+++ Given records +++

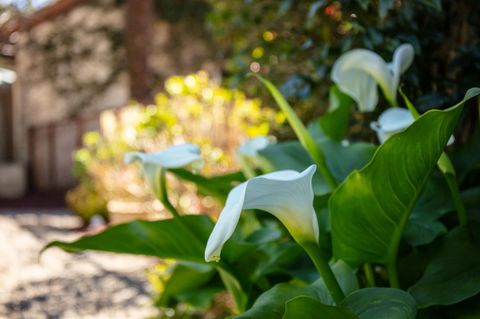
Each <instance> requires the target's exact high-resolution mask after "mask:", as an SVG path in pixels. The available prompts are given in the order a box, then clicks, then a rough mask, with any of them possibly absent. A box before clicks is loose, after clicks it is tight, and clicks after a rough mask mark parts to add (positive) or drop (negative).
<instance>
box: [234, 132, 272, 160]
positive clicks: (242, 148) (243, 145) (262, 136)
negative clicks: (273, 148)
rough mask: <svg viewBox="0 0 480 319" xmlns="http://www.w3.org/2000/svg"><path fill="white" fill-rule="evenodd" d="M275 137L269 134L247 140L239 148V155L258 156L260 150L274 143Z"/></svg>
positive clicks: (244, 155)
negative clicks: (268, 135) (273, 138)
mask: <svg viewBox="0 0 480 319" xmlns="http://www.w3.org/2000/svg"><path fill="white" fill-rule="evenodd" d="M273 142H274V139H273V138H271V137H268V136H258V137H255V138H252V139H249V140H247V141H245V142H244V143H243V144H242V145H240V147H239V148H238V155H239V156H249V157H256V156H258V152H259V151H261V150H263V149H264V148H266V147H267V146H268V145H270V144H273Z"/></svg>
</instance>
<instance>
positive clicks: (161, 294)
mask: <svg viewBox="0 0 480 319" xmlns="http://www.w3.org/2000/svg"><path fill="white" fill-rule="evenodd" d="M214 275H215V269H214V268H213V267H212V266H210V265H205V264H197V263H178V264H176V265H174V268H173V270H172V272H171V274H170V276H169V278H168V281H167V282H166V283H165V286H164V289H163V291H162V293H161V297H160V299H159V301H158V303H159V305H162V306H167V305H168V301H169V300H170V298H172V297H176V296H178V295H180V294H183V293H188V292H189V291H191V290H194V289H197V288H199V287H202V286H203V285H205V284H206V283H207V282H209V281H210V280H211V279H212V278H213V276H214Z"/></svg>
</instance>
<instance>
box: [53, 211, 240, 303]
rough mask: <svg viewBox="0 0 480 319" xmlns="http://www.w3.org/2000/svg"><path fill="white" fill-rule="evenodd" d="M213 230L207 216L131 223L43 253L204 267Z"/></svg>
mask: <svg viewBox="0 0 480 319" xmlns="http://www.w3.org/2000/svg"><path fill="white" fill-rule="evenodd" d="M212 229H213V223H212V221H211V220H210V218H209V217H208V216H206V215H185V216H181V217H180V218H178V219H168V220H161V221H133V222H130V223H126V224H120V225H116V226H112V227H109V228H107V229H105V230H104V231H102V232H100V233H98V234H95V235H88V236H84V237H82V238H80V239H78V240H76V241H73V242H63V241H53V242H51V243H49V244H48V245H47V246H45V248H44V250H45V249H48V248H50V247H59V248H62V249H64V250H66V251H69V252H77V251H83V250H96V251H106V252H113V253H123V254H133V255H146V256H155V257H160V258H173V259H178V260H184V261H193V262H197V263H205V260H204V249H205V246H206V243H207V239H208V236H209V235H210V233H211V231H212ZM228 245H233V246H232V247H239V248H240V249H239V250H243V246H242V245H241V244H236V243H234V242H232V241H230V243H228ZM227 250H228V249H227ZM233 250H234V249H232V251H233ZM245 250H246V249H245ZM221 267H223V265H221V264H215V268H216V269H217V271H219V273H220V276H221V278H222V280H223V282H224V284H225V287H226V288H227V290H228V291H229V292H230V293H231V294H232V297H233V298H234V300H235V303H236V305H237V307H238V309H239V310H240V311H242V310H243V309H244V307H245V305H246V300H247V297H246V295H245V294H244V292H243V291H242V288H241V285H240V283H239V282H238V280H237V279H236V278H235V277H234V276H233V275H232V274H231V273H229V272H228V271H227V270H225V269H223V268H221Z"/></svg>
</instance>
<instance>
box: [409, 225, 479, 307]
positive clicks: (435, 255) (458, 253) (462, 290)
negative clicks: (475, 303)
mask: <svg viewBox="0 0 480 319" xmlns="http://www.w3.org/2000/svg"><path fill="white" fill-rule="evenodd" d="M478 226H479V225H478V224H474V226H473V227H472V229H470V230H469V229H467V228H466V227H459V228H456V229H454V230H453V231H451V232H450V233H449V234H448V235H447V236H446V237H445V239H444V242H443V245H442V246H441V248H440V250H439V251H438V253H437V254H436V255H435V256H433V258H432V260H431V261H430V263H429V264H428V266H427V269H426V270H425V273H424V275H423V277H422V278H421V279H420V280H419V281H418V282H417V283H416V284H415V285H414V286H413V287H411V288H410V293H411V294H412V295H413V297H414V298H415V299H416V300H417V303H418V305H419V307H428V306H431V305H451V304H455V303H457V302H460V301H462V300H465V299H467V298H469V297H472V296H474V295H476V294H478V293H479V292H480V254H479V252H480V241H479V238H478Z"/></svg>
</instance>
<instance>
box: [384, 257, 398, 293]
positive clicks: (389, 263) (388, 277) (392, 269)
mask: <svg viewBox="0 0 480 319" xmlns="http://www.w3.org/2000/svg"><path fill="white" fill-rule="evenodd" d="M387 271H388V280H389V281H390V287H392V288H400V280H398V271H397V258H394V259H393V260H392V261H391V262H390V263H389V264H387Z"/></svg>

+++

Task instructions
Give the listing above again exactly, minus any images.

Your response
Each <instance> requires the target's exact high-resolution mask after "mask:", as an SVG path in pixels. The available prompts are given in the order a box, then clicks, then a rough mask, with any of them possibly absent. A box before clicks is loose, after clicks it is tight, and clicks after a rough mask mark parts to add (positive) or drop (negative).
<instance>
box: [234, 132, 272, 160]
positive clicks: (242, 148) (243, 145) (262, 136)
negative clicks: (273, 148)
rough mask: <svg viewBox="0 0 480 319" xmlns="http://www.w3.org/2000/svg"><path fill="white" fill-rule="evenodd" d="M275 137L269 134L247 140L239 148V155L258 156L260 150L274 143Z"/></svg>
positive clicks: (244, 155)
negative clicks: (268, 135) (273, 138)
mask: <svg viewBox="0 0 480 319" xmlns="http://www.w3.org/2000/svg"><path fill="white" fill-rule="evenodd" d="M273 142H274V139H273V138H271V137H268V136H258V137H255V138H252V139H249V140H247V141H245V142H244V143H243V144H242V145H240V147H239V148H238V155H239V156H249V157H256V156H258V152H259V151H261V150H263V149H264V148H266V147H267V146H268V145H270V144H273Z"/></svg>
</instance>
<instance>
positive clicks: (161, 294)
mask: <svg viewBox="0 0 480 319" xmlns="http://www.w3.org/2000/svg"><path fill="white" fill-rule="evenodd" d="M214 275H215V269H214V268H213V267H212V266H210V265H205V264H197V263H178V264H176V265H174V268H173V270H172V272H171V274H170V276H169V278H168V281H167V282H166V283H165V286H164V289H163V291H162V293H161V297H160V299H159V301H158V303H159V305H162V306H167V305H168V301H169V300H170V298H172V297H176V296H178V295H180V294H183V293H188V292H189V291H191V290H194V289H197V288H199V287H202V286H203V285H205V284H206V283H207V282H209V281H210V280H211V279H212V278H213V276H214Z"/></svg>
</instance>
<instance>
box: [53, 211, 240, 303]
rough mask: <svg viewBox="0 0 480 319" xmlns="http://www.w3.org/2000/svg"><path fill="white" fill-rule="evenodd" d="M213 230L207 216L131 223L43 253L204 267Z"/></svg>
mask: <svg viewBox="0 0 480 319" xmlns="http://www.w3.org/2000/svg"><path fill="white" fill-rule="evenodd" d="M212 229H213V223H212V221H211V220H210V218H209V217H208V216H206V215H185V216H181V217H180V218H178V219H168V220H161V221H133V222H130V223H126V224H120V225H116V226H112V227H109V228H107V229H105V230H104V231H102V232H100V233H98V234H95V235H88V236H84V237H82V238H80V239H78V240H76V241H73V242H63V241H53V242H51V243H49V244H48V245H47V246H45V248H44V250H45V249H48V248H50V247H59V248H62V249H64V250H66V251H69V252H77V251H83V250H96V251H106V252H113V253H123V254H133V255H146V256H155V257H160V258H173V259H178V260H184V261H193V262H197V263H205V260H204V249H205V246H206V243H207V239H208V236H209V235H210V233H211V231H212ZM228 245H233V246H232V247H239V248H240V249H239V250H243V246H242V245H241V244H236V243H234V242H232V241H230V243H228ZM227 250H228V249H227ZM233 250H234V249H232V251H233ZM245 250H246V249H245ZM221 267H223V265H221V264H215V268H216V269H217V271H219V273H220V276H221V278H222V280H223V282H224V284H225V287H226V288H227V290H228V291H229V292H230V293H231V294H232V297H233V298H234V300H235V303H236V305H237V307H238V309H239V310H240V311H242V310H243V309H244V307H245V305H246V300H247V297H246V295H245V294H244V292H243V291H242V288H241V285H240V283H239V282H238V280H237V279H236V278H235V277H234V276H233V275H232V274H231V273H229V272H228V271H227V270H225V269H223V268H221Z"/></svg>
</instance>
<instance>
box: [409, 225, 479, 307]
positive clicks: (435, 255) (458, 253) (462, 290)
negative clicks: (475, 303)
mask: <svg viewBox="0 0 480 319" xmlns="http://www.w3.org/2000/svg"><path fill="white" fill-rule="evenodd" d="M478 226H479V225H478V224H474V226H473V227H472V229H470V230H469V229H467V228H466V227H459V228H456V229H454V230H453V231H451V232H450V233H449V234H448V235H447V236H446V237H445V239H444V242H443V245H442V246H441V248H440V250H439V251H438V253H437V254H436V255H435V256H433V258H432V260H431V261H430V263H429V264H428V266H427V269H426V270H425V273H424V275H423V277H422V278H421V279H420V280H419V281H418V282H417V283H416V284H415V285H414V286H413V287H411V288H410V293H411V294H412V295H413V297H414V298H415V299H416V300H417V303H418V305H419V307H428V306H431V305H451V304H455V303H457V302H460V301H462V300H465V299H467V298H469V297H472V296H474V295H476V294H478V293H479V292H480V254H479V252H480V241H479V238H478Z"/></svg>
</instance>
<instance>
box: [384, 257, 398, 293]
positive clicks: (389, 263) (388, 277) (392, 269)
mask: <svg viewBox="0 0 480 319" xmlns="http://www.w3.org/2000/svg"><path fill="white" fill-rule="evenodd" d="M387 271H388V280H389V281H390V287H392V288H400V280H398V271H397V258H394V259H393V260H392V261H391V262H390V263H389V264H387Z"/></svg>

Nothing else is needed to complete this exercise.